• OBJECTIFS:
**a)** D'après l'extrait sur la logistique urbaine à Paris, à partir de quelle heure le programme de Nathalie Kosciusko-Morizet prévoit-il d'interdire les livraisons bruyantes ?
**b)** Dans l'extrait sur la logistique urbaine à Paris, reformulez sous forme de liste le paragraphe commençant par « Ce chapitre mentionne également », en conservant ses faits essentiels.
**c)** Transcrivez fidèlement le passage de l'extrait sur la logistique urbaine à Paris, de « Tout d’abord, c’est » à « propositions en détail. ».

+++ EXTRAIT DU TEXTE +++

A deux semaines des élections municipales à Paris, il est utile de comparer les programmes définitifs des deux principales candidates sur le sujet de la logistique urbaine.
Tout d’abord, c’est une bonne nouvelle ! Pour la première fois, le sujet existe. Jusqu’à présent, nous entendions dire que les personnes votent mais pas les colis. Manifestement les choses changent et même peut-être assez rapidement.
Examinons les propositions en détail.
Le programme de Nathalie Kosciusko-Morizet expose sur ce sujet des propositions dans différents chapitres.
Tout d’abord dans le chapitre sur les déplacements. NKM propose de faire de Paris la ville des véhicules propres. « L’achat de véhicules utilitaires électriques sera encouragé et les modes alternatifs à la route seront privilégiés, notamment la Seine, pour le transport des marchandises ».
Le chapitre sur l’amélioration de la vie des parisiens inclus un chapitre sur l’amélioration de la circulation et la lutte contre la pollution. NKM propose « des trottoirs intelligents, un réseau de capteurs de pollution, et un centre pilote pour la logistique urbaine ». Ce n’est pas nécessairement précis mais c’est là une très grande avancée.
Les 10 engagements pour mieux respirer comportent des mesures très claires et tout à fait nouvelles pour Paris. « Interdire Paris aux poids-lourds et aux cars les plus polluants. Des restrictions à la circulation seront imposées, dès 2017, pour les poids-lourds et les cars les plus polluants. » Cette proposition s’apparente à la création d’une Low Emission Zone, qui existe déjà dans de nombreuses villes européennes dont Londres. Concernant Paris, cette mesure peut également aider à la rationalisation de la distribution.
Ce chapitre mentionne également la volonté de doubler le bonus écologique pour les TPE et artisans, la création de bornes de recharge rapide. Le programme de NKM prévoit également, dans ce chapitre, l’interdiction des livraisons bruyantes à partir de 22h. Cela signifie-t-il que la porte est ouverte au développement des livraisons de nuit non bruyantes ? Il est également prévu « la création de nouvelles plates-formes de livraison pour limiter le nombre de camions dans Paris ». Ces plates-formes s’apparentent à des centres de consolidation et le message est donc clair.

+++ LIGNES DE DONNÉES +++

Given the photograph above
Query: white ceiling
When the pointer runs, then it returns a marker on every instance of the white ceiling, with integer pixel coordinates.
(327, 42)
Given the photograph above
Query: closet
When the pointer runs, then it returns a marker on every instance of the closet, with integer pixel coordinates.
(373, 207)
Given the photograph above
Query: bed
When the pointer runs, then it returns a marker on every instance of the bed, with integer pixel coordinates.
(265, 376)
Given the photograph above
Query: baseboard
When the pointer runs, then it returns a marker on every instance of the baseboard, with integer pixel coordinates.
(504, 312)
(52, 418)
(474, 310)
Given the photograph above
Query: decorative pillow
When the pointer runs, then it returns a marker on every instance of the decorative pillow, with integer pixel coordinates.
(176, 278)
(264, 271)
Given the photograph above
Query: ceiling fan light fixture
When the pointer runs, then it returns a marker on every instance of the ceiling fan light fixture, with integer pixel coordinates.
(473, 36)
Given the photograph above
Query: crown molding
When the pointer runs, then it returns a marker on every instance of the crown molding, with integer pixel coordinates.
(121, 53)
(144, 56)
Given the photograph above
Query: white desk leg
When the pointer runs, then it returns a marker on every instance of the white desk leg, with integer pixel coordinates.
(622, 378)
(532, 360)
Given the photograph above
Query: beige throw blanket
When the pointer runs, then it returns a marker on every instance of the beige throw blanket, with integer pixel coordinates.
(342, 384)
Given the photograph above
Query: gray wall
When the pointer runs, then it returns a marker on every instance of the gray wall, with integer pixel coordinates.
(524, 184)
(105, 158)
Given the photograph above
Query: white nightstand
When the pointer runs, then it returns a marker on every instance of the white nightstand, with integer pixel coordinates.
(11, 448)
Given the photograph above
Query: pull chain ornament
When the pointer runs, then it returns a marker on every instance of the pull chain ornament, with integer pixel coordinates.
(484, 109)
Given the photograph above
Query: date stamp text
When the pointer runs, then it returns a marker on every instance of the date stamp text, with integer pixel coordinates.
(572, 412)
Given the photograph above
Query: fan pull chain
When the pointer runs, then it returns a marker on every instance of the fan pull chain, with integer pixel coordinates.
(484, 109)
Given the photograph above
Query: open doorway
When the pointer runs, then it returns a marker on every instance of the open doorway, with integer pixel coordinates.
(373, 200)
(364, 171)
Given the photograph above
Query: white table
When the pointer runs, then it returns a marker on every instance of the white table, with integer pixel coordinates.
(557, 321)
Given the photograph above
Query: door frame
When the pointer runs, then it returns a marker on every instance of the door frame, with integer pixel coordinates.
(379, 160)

+++

• RÉPONSES DÉTAILLÉES:
**a)** À partir de 22h.

**b)**
Mesures prévues dans ce chapitre du programme de NKM :
- doublement du bonus écologique pour les TPE et les artisans ;
- création de bornes de recharge rapide ;
- interdiction des livraisons bruyantes à partir de 22h, ce qui soulève la question d'une ouverture aux livraisons de nuit non bruyantes ;
- création de nouvelles plates-formes de livraison pour limiter le nombre de camions dans Paris, assimilables à des centres de consolidation.

**c)**
Tout d’abord, c’est une bonne nouvelle ! Pour la première fois, le sujet existe. Jusqu’à présent, nous entendions dire que les personnes votent mais pas les colis. Manifestement les choses changent et même peut-être assez rapidement.
Examinons les propositions en détail.